### TASK GOAL
Give the material from the line that contains "Return the mask of every instance of the snow" through the line that contains "99 38 L 101" as a Markdown table with the columns Row and Material line. Number each line and skip blank ones.

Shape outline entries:

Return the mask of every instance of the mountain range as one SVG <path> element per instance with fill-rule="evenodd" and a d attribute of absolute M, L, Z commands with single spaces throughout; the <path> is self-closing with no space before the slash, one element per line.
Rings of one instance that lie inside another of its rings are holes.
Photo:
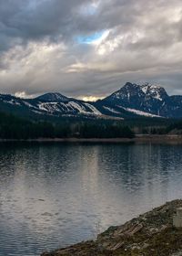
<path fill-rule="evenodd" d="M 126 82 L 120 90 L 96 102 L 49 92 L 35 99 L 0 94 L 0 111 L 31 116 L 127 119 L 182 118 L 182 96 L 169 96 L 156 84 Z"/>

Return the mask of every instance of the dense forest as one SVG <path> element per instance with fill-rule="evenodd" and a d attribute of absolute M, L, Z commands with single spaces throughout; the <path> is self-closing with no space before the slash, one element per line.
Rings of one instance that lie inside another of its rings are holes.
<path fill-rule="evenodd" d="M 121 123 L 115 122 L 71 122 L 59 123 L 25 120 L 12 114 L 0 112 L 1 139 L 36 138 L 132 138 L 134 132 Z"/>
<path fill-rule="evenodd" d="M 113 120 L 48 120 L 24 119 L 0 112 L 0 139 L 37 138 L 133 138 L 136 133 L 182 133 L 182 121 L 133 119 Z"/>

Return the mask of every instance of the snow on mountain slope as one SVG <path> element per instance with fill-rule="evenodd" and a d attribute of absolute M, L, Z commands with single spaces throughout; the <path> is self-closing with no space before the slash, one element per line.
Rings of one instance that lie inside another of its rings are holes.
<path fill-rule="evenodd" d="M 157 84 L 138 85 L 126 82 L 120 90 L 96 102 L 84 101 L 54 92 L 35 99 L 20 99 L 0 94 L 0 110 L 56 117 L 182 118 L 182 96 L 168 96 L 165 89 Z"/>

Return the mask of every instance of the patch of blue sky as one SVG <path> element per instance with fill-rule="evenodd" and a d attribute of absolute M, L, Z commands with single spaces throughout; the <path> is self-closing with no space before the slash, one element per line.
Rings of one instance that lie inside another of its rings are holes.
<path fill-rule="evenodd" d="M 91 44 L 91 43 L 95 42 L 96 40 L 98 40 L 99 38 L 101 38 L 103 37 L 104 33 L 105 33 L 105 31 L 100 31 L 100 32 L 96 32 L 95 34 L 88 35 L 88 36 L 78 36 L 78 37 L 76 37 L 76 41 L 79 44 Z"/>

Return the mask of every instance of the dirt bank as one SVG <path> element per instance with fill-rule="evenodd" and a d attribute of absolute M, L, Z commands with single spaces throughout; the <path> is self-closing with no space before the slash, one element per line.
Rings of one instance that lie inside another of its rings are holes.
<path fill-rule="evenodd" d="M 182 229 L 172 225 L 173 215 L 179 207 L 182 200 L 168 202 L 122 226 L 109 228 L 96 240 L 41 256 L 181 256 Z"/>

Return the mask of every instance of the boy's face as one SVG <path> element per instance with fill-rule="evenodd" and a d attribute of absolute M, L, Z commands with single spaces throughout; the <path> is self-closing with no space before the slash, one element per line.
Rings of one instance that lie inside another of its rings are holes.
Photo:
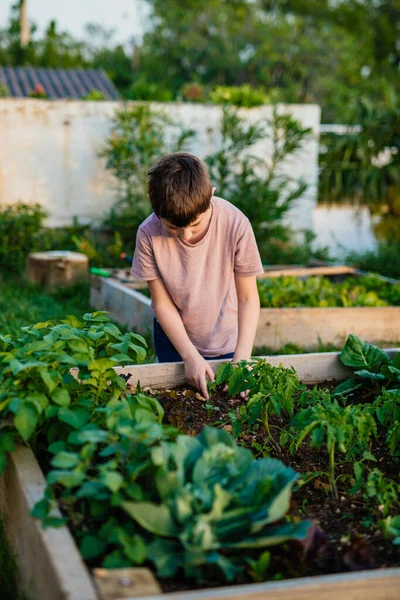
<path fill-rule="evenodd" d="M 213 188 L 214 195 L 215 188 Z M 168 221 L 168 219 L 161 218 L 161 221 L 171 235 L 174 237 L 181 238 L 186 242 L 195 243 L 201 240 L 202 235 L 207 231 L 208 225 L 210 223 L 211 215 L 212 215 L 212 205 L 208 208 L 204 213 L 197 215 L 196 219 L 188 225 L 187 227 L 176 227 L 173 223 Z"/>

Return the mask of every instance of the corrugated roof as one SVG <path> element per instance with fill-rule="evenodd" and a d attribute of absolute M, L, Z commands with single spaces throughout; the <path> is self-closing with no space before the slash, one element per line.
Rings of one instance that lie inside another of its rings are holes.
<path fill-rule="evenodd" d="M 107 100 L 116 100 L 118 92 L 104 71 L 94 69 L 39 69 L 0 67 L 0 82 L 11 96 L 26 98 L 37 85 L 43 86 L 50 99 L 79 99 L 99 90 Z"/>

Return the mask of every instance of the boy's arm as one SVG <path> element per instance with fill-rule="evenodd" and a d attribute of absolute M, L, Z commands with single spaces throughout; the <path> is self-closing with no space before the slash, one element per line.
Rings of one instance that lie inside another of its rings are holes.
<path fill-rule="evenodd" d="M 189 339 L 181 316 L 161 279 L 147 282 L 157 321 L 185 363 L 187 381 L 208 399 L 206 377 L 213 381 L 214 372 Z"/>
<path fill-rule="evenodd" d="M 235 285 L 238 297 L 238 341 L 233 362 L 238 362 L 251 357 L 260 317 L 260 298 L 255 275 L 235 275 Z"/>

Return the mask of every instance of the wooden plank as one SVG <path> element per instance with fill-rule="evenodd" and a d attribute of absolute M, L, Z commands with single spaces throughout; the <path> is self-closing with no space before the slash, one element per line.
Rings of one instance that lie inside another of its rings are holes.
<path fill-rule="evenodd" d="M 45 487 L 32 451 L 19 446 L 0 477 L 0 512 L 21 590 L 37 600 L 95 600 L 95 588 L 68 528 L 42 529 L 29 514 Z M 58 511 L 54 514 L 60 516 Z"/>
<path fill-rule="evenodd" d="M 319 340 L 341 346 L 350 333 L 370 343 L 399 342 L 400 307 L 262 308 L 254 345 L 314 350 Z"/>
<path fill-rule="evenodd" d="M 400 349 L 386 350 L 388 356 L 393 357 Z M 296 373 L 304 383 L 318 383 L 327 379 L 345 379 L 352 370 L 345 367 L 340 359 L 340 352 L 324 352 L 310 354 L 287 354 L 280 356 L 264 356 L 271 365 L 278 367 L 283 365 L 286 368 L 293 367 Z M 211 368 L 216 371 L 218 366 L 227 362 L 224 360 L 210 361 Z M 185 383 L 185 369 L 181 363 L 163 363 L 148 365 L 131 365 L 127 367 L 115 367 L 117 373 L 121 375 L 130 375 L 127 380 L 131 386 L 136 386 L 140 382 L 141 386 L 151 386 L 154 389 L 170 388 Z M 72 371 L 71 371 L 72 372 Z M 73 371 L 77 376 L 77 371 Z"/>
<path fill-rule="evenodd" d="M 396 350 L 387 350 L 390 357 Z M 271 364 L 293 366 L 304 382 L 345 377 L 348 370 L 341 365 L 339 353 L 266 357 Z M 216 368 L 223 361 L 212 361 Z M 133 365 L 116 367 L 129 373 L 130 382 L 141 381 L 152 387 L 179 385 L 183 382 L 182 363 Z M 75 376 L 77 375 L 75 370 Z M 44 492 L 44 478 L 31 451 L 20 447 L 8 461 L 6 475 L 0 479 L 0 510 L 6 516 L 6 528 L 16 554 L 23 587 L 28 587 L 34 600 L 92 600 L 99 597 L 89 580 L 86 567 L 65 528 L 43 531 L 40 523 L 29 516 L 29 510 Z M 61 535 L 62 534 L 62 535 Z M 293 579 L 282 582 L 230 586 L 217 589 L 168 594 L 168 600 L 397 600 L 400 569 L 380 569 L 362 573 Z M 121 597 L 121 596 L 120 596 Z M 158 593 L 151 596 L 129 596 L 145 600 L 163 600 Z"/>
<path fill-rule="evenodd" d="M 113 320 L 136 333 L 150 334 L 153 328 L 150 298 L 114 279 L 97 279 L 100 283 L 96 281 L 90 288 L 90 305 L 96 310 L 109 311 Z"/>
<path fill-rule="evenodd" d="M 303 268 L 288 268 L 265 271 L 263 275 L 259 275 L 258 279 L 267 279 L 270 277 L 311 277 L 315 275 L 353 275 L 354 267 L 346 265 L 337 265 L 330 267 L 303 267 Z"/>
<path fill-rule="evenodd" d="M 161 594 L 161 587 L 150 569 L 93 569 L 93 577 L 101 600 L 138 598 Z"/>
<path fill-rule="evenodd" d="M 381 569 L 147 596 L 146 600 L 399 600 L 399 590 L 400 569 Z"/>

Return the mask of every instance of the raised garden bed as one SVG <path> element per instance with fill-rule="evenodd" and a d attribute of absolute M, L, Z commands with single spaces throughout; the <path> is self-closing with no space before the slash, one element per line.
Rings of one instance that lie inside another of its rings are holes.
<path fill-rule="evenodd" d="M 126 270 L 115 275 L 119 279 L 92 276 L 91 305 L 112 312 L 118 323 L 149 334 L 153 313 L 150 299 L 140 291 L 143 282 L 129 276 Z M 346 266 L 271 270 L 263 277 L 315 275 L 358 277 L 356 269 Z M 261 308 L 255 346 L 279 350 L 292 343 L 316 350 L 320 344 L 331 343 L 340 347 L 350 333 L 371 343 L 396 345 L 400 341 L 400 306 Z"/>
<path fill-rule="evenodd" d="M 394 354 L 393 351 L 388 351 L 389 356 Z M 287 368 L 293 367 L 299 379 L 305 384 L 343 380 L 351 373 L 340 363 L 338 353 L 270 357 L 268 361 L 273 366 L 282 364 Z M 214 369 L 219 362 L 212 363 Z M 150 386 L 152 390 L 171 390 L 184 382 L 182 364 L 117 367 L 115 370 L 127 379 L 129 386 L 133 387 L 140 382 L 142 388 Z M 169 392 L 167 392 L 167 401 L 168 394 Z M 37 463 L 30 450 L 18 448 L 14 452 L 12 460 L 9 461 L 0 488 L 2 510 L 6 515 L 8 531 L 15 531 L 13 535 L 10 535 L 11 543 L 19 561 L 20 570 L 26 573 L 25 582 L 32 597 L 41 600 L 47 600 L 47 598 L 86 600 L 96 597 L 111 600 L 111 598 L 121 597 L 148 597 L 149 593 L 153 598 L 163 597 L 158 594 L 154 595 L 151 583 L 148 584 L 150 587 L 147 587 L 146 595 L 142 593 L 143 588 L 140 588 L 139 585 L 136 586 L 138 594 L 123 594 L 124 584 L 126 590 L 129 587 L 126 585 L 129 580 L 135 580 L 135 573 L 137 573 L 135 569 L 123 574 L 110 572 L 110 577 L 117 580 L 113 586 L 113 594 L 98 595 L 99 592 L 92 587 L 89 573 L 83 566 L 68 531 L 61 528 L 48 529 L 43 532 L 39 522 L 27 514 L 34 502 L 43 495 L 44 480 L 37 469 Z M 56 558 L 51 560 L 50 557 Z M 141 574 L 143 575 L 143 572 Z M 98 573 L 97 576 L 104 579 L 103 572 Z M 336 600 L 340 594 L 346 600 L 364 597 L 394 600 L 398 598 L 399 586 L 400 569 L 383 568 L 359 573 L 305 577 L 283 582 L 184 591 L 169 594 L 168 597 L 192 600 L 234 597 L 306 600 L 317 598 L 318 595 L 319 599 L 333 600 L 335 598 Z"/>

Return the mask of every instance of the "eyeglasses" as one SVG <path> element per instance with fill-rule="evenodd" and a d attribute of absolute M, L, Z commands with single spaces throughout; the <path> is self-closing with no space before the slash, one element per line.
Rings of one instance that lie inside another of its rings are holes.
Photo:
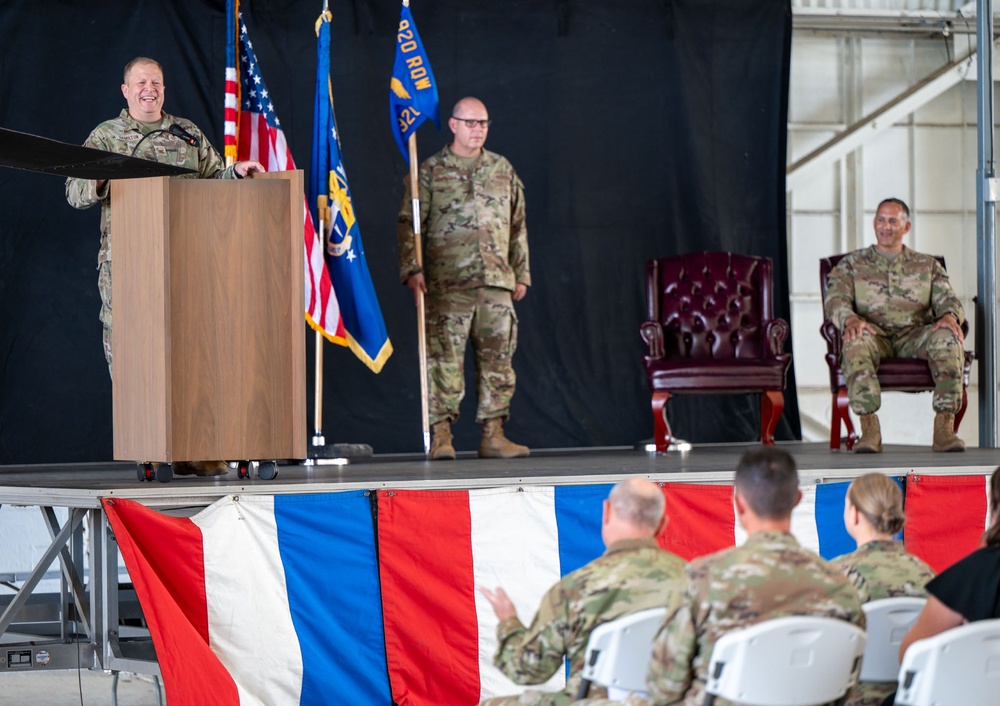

### SOLUTION FOR THIS TASK
| Row | Material line |
|---|---|
| 1 | Return the mask of every instance of the snow on mountain slope as one SVG <path> element per instance with fill-rule="evenodd" and a d attribute of absolute M, L, Z commands with single spaces throughout; the <path> is self-closing with no space before the slash, one element per line. |
| 2 | Rings of one instance that lie inside another of its rings are holes. |
| 3 | <path fill-rule="evenodd" d="M 157 84 L 138 85 L 126 82 L 120 90 L 96 102 L 84 101 L 54 92 L 35 99 L 20 99 L 0 94 L 0 110 L 56 117 L 182 118 L 182 96 L 168 96 L 165 89 Z"/> |
| 4 | Return the mask of every instance of the patch of blue sky as one SVG <path> element per instance with fill-rule="evenodd" and a d attribute of absolute M, L, Z commands with single spaces throughout; the <path> is self-closing with no space before the slash, one element per line. |
| 5 | Rings of one instance that lie inside another of its rings are holes. |
| 6 | <path fill-rule="evenodd" d="M 91 44 L 91 43 L 95 42 L 96 40 L 98 40 L 99 38 L 101 38 L 103 37 L 104 33 L 105 33 L 105 31 L 100 31 L 100 32 L 96 32 L 95 34 L 88 35 L 88 36 L 78 36 L 78 37 L 76 37 L 76 41 L 79 44 Z"/> |